Task statement: Arrange all the records below as a JSON list of strings, with one string per line and blank lines omitted.

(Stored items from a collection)

════════

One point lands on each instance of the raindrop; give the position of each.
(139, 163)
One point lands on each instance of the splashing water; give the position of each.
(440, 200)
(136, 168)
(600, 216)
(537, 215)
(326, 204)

════════

Solution for this exercise:
[
  "One point lands on each instance of the raindrop; give the position of each.",
  "(139, 163)",
  "One point lands on each instance of the splashing water; give the position of each.",
  "(440, 200)",
  "(136, 168)",
  "(600, 216)",
  "(537, 215)",
  "(326, 204)"
]